PAGE EXCERPT:
* * *

In terms of casting, it would also benefit from having  someone who is prepared to disagree with Warne and engage us in a cricketing debate rather than simply basking in his aura as many seemed to do. That notion will fade pretty quickly.

Somewhere in between the ads for McDonald’s  and Advanced Hair Studio (and those beaming, gleaming teeth) there is the basis for a vehicle, if it ever chooses to add more live, studio content instead of being a bit of patter in between its filmed segments. Summer may not be quite long enough to make that leap.

Warnie airs 8:40pm next Thursday on Nine.

31 Responses

  1. had to turn it off after about 10 minutes…i couldn’t handle his teeth….did he paint them white? seriously his fake white teeth are worse than the osmonds- very distracting.

  2. A comedically themed sports oriented talk show that you don’t have to be a hardcore sports freak to enjoy (like Live and Sweaty from the 1990s) would be cool as I miss that show, but a bogan ocker like Warne probably isn’t the guy to host it. It’d need a couple people from a stand up background to host, mixed with some serious sports journo people.

* * *

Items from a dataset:
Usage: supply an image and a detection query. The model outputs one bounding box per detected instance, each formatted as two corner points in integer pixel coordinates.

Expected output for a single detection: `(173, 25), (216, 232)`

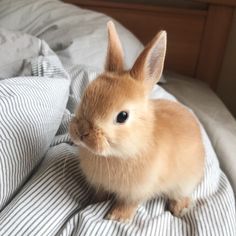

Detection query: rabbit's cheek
(83, 132), (107, 154)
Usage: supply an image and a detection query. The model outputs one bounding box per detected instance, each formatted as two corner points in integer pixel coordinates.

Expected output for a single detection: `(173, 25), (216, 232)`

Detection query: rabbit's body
(70, 23), (204, 220)
(80, 100), (204, 202)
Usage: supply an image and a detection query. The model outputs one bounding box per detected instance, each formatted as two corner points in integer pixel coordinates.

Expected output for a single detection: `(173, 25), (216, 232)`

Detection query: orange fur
(70, 23), (204, 220)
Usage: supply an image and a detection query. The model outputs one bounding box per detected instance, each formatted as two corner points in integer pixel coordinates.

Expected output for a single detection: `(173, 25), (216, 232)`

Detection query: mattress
(0, 0), (236, 236)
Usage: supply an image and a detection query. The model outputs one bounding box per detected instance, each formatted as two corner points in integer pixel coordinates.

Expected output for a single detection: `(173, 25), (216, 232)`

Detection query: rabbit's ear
(105, 21), (124, 72)
(130, 31), (166, 86)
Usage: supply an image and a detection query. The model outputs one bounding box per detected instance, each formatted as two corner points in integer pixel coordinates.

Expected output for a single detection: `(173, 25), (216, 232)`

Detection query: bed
(0, 0), (236, 236)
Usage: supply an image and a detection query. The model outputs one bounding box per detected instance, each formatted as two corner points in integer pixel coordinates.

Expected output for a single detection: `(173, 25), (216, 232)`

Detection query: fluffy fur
(70, 22), (204, 221)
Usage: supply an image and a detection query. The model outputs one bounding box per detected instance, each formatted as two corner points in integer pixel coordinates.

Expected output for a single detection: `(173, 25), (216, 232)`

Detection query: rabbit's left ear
(130, 31), (166, 87)
(105, 21), (124, 72)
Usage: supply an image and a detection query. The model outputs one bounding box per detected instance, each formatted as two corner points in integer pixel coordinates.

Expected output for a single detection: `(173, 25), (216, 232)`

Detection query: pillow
(0, 32), (70, 211)
(0, 28), (41, 79)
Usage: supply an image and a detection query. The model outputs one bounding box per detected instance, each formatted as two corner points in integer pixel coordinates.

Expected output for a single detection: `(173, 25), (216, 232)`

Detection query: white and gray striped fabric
(0, 30), (236, 236)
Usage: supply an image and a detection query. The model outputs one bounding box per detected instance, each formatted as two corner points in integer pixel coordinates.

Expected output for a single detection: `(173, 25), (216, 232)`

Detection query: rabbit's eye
(116, 111), (129, 123)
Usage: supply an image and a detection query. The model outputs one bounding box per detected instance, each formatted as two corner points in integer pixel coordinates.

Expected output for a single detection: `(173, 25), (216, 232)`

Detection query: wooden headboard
(65, 0), (236, 89)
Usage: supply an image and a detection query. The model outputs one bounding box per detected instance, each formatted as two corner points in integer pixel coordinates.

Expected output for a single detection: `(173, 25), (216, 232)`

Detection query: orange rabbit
(69, 22), (204, 221)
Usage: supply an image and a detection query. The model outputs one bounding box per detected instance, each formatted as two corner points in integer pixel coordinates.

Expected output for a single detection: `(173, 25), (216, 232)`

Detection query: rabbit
(69, 21), (205, 222)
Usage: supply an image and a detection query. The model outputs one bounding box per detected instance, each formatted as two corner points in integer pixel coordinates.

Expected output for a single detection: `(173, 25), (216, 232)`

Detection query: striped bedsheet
(0, 37), (236, 236)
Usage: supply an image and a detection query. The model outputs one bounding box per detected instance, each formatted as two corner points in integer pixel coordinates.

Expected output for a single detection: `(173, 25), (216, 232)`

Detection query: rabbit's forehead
(82, 74), (142, 119)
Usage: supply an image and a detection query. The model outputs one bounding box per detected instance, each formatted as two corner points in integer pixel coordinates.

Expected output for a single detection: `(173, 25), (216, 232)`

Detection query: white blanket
(0, 31), (236, 236)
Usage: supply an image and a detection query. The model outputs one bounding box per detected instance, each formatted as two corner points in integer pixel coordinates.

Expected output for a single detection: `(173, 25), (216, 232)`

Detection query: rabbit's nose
(80, 132), (89, 141)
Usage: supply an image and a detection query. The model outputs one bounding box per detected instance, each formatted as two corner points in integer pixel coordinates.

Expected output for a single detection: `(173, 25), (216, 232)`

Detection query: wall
(217, 10), (236, 117)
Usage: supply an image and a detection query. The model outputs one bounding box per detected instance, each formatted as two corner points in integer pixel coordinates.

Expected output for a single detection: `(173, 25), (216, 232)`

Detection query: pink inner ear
(147, 43), (165, 79)
(105, 21), (124, 72)
(130, 31), (166, 85)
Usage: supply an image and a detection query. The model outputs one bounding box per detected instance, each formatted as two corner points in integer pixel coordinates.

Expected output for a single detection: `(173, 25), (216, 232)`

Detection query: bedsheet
(0, 30), (236, 236)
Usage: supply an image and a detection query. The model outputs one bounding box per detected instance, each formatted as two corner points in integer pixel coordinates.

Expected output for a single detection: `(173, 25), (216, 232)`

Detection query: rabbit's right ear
(105, 21), (124, 72)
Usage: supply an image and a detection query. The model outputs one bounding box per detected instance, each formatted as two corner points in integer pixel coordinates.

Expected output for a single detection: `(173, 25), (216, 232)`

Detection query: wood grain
(195, 5), (234, 89)
(65, 0), (236, 89)
(64, 0), (206, 76)
(194, 0), (236, 6)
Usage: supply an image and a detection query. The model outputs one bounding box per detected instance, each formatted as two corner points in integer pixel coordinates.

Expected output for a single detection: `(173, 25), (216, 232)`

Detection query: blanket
(0, 26), (236, 236)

* * *

PROBLEM STATEMENT: In the review of the TV show Warnie, take everything from "In terms of" down to "make that leap." and substitute "argument" for "debate". You can leave the records aside, since none of them is needed here.

ANSWER SPACE:
In terms of casting, it would also benefit from having  someone who is prepared to disagree with Warne and engage us in a cricketing argument rather than simply basking in his aura as many seemed to do. That notion will fade pretty quickly.

Somewhere in between the ads for McDonald’s  and Advanced Hair Studio (and those beaming, gleaming teeth) there is the basis for a vehicle, if it ever chooses to add more live, studio content instead of being a bit of patter in between its filmed segments. Summer may not be quite long enough to make that leap.